### PROBLEMS:
1 – According to the news report on Kenyan minister Chris Murungaru's travel bans, in what year did Kenya win independence from its former colonial power?
2 – From the news report on Chris Murungaru's travel bans, return the passage starting with "Mr. Murungaru, eager" and going on through "to British companies.".
3 – Write the next part of the news report on Chris Murungaru's travel bans, picking up after its final sentence.

### GIVEN TEXT:
•••
A key ally of Kenya's president says U.S. officials have barred him from entering the United States. The ban on Kenya's transportation minister comes three months after British immigration authorities revoked his entry visa, worsening a diplomatic rift between the two countries. The latest incident could also increase tension between the United States and Kenya.

Kenyan transportation minister Chris Murungaru, who is a close friend of Kenya's President Mwai Kibaki, vows he will fight travel bans against him, and challenged American and British authorities to present evidence of his alleged wrongdoings.

He apparently had been planning a trip to the U.S. state of Florida, according to several news agencies.

Mr. Murungaru, eager to portray the travel bans as a blow against Kenya, rather than an issue of personal integrity, told journalists and supporters late Tuesday that he was "a sacrificial lamb used by the British to force the Kenyan government to dance to U.S. and U.K. tunes."

Mr. Murungaru, speaking through his lawyer, says Britain revoked his visa after it lost several lucrative government contracts that had previously gone to British companies.

The British action to ban Mr. Murungaru from the country dominated newspaper headlines in Kenya for weeks and became steady fodder for television and radio talk shows. Many Kenyans perceived the travel ban as yet another example of bullying by their former colonial power, from whom Kenya won their independence in 1963.

Mr. Murugaru's lawyer, Paul Muite, says Britain has now recruited the United States in its battle against Mr. Murugaru.

"I am now in touch with lawyers with Washington. We are waiting for their advice on whether we can institute proceedings in court against the Bush administration," he said. "Chris Murungaru has challenged Britain, [and] is now challenging America, to place on the table to make public the evidence they have. If he is involved in drug trafficking, let them say so [and] let them provide the evidence."
•••
### ENTRIES SUPPLIED:
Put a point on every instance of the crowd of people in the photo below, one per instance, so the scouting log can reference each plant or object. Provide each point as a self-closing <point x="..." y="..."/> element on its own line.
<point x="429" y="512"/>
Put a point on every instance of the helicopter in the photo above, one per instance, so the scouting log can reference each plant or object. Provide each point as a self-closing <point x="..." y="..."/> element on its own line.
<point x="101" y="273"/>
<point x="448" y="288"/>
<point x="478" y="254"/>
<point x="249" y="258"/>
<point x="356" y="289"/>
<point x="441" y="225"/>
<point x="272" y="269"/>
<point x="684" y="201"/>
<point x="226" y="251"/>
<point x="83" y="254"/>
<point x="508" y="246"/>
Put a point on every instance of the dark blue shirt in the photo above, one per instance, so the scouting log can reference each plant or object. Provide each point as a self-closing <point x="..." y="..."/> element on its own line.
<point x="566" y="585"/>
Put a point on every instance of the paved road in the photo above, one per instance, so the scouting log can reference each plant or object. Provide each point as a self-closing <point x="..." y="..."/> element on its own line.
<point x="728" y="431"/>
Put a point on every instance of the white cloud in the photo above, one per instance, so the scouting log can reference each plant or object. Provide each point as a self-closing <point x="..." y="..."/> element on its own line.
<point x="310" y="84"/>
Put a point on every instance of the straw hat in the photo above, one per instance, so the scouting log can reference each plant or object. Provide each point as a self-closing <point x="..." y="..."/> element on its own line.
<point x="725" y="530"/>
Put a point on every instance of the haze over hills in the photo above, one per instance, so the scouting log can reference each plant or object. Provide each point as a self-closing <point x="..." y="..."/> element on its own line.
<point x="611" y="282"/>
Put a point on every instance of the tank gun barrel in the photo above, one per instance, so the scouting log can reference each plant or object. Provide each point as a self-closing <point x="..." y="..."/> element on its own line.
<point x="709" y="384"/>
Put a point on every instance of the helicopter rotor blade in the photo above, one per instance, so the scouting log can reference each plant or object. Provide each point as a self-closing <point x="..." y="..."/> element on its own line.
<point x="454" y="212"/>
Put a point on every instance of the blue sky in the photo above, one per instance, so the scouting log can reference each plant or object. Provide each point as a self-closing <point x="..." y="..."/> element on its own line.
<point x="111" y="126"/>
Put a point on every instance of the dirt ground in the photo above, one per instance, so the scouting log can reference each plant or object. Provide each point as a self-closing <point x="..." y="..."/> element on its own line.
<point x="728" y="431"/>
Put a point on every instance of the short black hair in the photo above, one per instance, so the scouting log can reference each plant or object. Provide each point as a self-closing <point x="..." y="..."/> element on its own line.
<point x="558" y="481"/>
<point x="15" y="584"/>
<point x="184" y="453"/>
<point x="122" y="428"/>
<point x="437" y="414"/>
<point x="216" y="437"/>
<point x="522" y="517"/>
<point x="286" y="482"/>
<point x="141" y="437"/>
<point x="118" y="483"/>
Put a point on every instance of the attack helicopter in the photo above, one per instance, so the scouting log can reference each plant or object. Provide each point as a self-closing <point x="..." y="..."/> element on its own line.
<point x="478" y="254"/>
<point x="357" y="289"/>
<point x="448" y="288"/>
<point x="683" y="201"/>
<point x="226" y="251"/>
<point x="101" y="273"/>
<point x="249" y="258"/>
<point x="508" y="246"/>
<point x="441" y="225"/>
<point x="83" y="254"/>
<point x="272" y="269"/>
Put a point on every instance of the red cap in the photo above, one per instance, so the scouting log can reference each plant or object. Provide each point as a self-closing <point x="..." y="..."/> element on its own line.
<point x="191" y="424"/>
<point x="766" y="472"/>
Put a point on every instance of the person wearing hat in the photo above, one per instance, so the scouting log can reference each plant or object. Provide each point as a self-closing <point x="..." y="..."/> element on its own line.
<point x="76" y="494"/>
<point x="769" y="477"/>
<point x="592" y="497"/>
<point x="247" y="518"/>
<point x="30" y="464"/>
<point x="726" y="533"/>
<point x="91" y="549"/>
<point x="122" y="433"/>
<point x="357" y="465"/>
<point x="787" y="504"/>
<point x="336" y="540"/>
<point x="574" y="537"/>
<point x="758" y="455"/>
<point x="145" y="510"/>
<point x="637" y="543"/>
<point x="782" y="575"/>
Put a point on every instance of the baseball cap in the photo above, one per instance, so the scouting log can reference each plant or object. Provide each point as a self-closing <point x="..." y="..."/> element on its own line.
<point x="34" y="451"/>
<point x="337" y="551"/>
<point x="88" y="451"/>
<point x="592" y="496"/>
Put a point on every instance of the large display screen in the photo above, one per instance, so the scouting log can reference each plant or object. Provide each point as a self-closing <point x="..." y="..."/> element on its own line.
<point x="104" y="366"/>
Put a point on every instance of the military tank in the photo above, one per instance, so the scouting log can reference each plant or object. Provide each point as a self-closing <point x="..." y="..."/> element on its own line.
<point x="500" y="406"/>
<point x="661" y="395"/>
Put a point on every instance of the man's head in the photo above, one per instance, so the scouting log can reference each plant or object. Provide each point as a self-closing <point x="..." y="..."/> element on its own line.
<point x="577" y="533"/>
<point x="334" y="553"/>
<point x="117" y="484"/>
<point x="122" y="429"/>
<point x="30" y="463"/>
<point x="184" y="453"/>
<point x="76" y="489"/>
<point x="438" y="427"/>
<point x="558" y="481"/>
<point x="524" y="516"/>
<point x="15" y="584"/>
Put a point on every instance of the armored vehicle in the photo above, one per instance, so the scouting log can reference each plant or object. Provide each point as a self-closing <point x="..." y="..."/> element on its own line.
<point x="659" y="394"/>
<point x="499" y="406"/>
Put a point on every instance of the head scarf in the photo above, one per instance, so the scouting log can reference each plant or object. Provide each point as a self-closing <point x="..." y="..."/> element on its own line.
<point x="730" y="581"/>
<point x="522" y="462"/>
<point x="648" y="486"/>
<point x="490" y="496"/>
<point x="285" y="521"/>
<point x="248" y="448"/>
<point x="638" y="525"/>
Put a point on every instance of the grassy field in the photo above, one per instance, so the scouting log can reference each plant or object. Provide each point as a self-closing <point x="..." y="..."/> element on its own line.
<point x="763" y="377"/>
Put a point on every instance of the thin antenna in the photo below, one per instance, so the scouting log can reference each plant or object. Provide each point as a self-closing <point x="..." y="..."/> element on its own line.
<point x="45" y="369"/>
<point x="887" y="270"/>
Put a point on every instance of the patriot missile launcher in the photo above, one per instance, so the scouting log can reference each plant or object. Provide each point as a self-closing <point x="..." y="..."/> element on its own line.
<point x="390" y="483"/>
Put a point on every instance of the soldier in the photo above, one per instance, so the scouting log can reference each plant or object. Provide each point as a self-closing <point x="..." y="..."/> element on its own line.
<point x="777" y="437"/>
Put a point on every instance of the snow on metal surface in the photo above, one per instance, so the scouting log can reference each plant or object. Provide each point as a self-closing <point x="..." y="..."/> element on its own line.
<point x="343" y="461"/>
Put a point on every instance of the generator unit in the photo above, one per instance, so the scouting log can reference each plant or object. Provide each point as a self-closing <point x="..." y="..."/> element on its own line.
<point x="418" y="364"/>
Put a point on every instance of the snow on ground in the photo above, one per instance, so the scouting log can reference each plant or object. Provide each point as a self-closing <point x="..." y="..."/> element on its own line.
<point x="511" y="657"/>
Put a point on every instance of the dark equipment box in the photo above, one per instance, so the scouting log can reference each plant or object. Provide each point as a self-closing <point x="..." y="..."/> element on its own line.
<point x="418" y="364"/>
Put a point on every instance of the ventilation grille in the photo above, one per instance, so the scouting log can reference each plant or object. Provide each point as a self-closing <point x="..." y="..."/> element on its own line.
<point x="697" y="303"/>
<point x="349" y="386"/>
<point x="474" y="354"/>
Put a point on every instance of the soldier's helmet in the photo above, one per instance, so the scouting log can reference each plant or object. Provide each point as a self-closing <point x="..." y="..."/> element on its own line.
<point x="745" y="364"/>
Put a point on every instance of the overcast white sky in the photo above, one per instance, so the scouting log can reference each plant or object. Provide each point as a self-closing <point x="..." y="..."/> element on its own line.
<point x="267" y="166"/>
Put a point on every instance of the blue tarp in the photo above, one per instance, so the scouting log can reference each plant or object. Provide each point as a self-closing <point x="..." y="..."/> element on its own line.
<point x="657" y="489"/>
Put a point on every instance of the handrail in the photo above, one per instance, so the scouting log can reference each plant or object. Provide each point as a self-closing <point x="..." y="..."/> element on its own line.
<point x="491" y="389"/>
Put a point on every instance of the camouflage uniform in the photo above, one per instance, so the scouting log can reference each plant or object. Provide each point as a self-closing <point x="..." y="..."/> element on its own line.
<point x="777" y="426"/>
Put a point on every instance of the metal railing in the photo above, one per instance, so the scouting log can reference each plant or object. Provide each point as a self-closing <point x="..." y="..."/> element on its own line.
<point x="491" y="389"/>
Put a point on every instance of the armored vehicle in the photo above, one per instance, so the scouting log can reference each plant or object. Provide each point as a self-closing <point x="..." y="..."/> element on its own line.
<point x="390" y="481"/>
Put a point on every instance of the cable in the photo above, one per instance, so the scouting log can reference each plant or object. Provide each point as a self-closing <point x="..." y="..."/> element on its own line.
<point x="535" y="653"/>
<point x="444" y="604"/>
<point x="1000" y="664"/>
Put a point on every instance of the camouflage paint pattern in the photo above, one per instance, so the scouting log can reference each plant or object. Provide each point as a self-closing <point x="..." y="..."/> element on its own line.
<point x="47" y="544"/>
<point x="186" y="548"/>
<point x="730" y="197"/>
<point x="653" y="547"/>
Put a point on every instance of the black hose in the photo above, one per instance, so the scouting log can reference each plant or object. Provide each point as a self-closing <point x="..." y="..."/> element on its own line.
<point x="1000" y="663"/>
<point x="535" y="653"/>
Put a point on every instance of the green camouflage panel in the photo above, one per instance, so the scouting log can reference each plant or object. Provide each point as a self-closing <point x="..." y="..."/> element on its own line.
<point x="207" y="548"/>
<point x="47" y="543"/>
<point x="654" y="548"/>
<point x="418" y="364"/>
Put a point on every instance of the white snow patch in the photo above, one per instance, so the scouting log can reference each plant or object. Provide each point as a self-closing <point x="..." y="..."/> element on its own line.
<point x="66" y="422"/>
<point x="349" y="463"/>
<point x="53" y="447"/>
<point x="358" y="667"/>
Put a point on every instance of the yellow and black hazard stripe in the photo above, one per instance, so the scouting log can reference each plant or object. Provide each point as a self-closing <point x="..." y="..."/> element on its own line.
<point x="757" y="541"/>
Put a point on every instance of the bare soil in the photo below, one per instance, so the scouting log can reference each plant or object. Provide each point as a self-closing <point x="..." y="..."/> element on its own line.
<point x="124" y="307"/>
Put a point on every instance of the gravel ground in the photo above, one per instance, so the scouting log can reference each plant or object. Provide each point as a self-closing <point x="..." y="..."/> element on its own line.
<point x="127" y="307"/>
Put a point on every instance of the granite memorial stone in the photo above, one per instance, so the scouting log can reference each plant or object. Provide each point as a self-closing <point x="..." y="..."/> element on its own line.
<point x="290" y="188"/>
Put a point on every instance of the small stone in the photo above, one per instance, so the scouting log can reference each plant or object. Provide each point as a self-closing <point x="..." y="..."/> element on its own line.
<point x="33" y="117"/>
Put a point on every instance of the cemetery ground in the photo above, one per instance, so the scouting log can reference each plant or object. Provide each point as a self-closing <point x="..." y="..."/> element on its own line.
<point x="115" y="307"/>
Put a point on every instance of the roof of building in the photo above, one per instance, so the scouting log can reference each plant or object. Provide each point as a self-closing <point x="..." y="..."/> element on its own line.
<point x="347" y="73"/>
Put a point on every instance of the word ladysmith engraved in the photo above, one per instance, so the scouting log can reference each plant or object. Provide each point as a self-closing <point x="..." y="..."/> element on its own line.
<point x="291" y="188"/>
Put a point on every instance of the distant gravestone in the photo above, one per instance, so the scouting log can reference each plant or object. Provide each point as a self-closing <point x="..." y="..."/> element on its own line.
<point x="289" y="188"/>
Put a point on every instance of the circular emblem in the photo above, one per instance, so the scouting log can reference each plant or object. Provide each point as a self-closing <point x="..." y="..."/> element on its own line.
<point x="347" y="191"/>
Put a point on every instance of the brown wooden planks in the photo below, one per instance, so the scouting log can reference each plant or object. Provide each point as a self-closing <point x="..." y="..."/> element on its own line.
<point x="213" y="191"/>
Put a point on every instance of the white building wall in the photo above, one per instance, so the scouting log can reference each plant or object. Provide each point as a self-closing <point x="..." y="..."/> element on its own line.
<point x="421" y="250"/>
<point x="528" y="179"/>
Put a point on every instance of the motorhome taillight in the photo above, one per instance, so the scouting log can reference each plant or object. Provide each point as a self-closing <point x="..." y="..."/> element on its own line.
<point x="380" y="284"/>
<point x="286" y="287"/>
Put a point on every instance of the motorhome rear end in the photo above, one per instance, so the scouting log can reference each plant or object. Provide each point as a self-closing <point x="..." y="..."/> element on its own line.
•••
### OUTPUTS IN ORDER:
1 – 1963

2 –
Mr. Murungaru, eager to portray the travel bans as a blow against Kenya, rather than an issue of personal integrity, told journalists and supporters late Tuesday that he was "a sacrificial lamb used by the British to force the Kenyan government to dance to U.S. and U.K. tunes."

Mr. Murungaru, speaking through his lawyer, says Britain revoked his visa after it lost several lucrative government contracts that had previously gone to British companies.

3 –
The U.S. Embassy spokesman in Nairobi, Richard Mei, says it is against U.S. policy to discuss details of individual visa applications. But he did have this to say.

"As far as I know, Minister Murungaru has not formally applied for a visa to the United States," he said. "But if he were, or anyone in a similar situation, the U.S. government would have to consider two sections of U.S. law which would deny entry to persons for corruption."

Those two laws include a section of the U.S. immigration act and a proclamation signed by President Bush last year that bans from the United States anyone believed to have benefited from corruption.

Britain has repeatedly blasted the government of President Mwai Kibaki, who was swept into power in a 2002 election after pledging to tackle corruption mismanagement that impoverished the country during the rule of President Daniel Arap Moi.

Far from ending corruption, several prominent members within President Kibaki's administration, including Mr. Murungaru, have been implicated in a series of high-profile scams.

Earlier this year, Mr. Murungaru was shuffled to the transportation ministry after allegations of corruption during his tenure as Kenya's internal security minister, one of the most powerful positions in the government.